■ **Task description**
What is needed is a faithful transcription of all the data below, pictures excluded.
(Stored data begins)
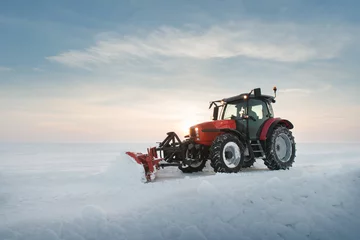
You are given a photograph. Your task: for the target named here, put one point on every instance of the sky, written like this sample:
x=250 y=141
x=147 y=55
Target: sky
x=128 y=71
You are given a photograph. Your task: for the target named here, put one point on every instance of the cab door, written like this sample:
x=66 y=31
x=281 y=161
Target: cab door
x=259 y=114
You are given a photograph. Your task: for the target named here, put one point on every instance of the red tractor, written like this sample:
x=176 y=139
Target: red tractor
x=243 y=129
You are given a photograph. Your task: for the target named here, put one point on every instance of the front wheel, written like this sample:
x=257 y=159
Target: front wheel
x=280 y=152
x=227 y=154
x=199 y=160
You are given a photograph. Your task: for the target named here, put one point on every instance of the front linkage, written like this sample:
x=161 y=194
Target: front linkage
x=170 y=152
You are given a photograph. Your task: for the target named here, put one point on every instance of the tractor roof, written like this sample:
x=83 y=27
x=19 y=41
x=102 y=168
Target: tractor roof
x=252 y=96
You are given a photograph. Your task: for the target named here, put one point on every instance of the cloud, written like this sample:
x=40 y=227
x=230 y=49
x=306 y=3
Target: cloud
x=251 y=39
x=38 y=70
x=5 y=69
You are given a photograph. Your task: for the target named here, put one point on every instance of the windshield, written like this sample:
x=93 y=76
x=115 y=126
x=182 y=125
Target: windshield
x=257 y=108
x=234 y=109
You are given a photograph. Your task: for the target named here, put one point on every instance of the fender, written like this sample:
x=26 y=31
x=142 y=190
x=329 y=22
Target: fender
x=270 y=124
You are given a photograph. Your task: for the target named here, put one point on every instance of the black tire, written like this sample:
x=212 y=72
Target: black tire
(Stored data ends)
■ **Output for this exercise**
You are given a photograph. Your task: for the target named here, put one point on every instance of the sky, written like this sample:
x=250 y=141
x=147 y=55
Target: sky
x=128 y=71
You are given a photograph. Your task: for the target named here, put one point on every instance of the cab door, written like this sample:
x=66 y=31
x=281 y=161
Target: cab door
x=259 y=114
You are given a photograph. Your task: for the target named here, put one point on every instance of the red tractor, written like this sample:
x=176 y=139
Target: red tractor
x=243 y=129
You are given a photograph. Your task: for the target named here, put one point on every instance of the front wheel, written like this sample:
x=257 y=159
Target: front wheel
x=280 y=152
x=227 y=154
x=199 y=160
You are given a photograph. Your task: for the target named here, put one point on every instance of the front linkage, written like this sample:
x=161 y=194
Target: front linkage
x=170 y=152
You are given a photograph. Your task: for the target named here, put one point on every instance of the tractor roof, written like this sample:
x=83 y=27
x=19 y=41
x=102 y=168
Target: tractor roof
x=252 y=96
You are given a photograph. Your task: for the target named here, put one point on every instance of the cloud, written like this sample:
x=40 y=227
x=230 y=49
x=306 y=3
Target: cloud
x=251 y=39
x=38 y=70
x=5 y=69
You are given a photograph. Your task: for the target named here, put one point on every instance of the windshield, written like this sample:
x=93 y=76
x=115 y=126
x=182 y=125
Target: windshield
x=257 y=108
x=234 y=109
You are given a photograph. Your task: for the target named here, put one point on every instance of the fender, written like this sample:
x=26 y=31
x=142 y=190
x=329 y=22
Target: fender
x=270 y=124
You are given a photograph. Your task: for the target named here, put one point on every instance of the black tire, written like this sample:
x=212 y=72
Target: black tire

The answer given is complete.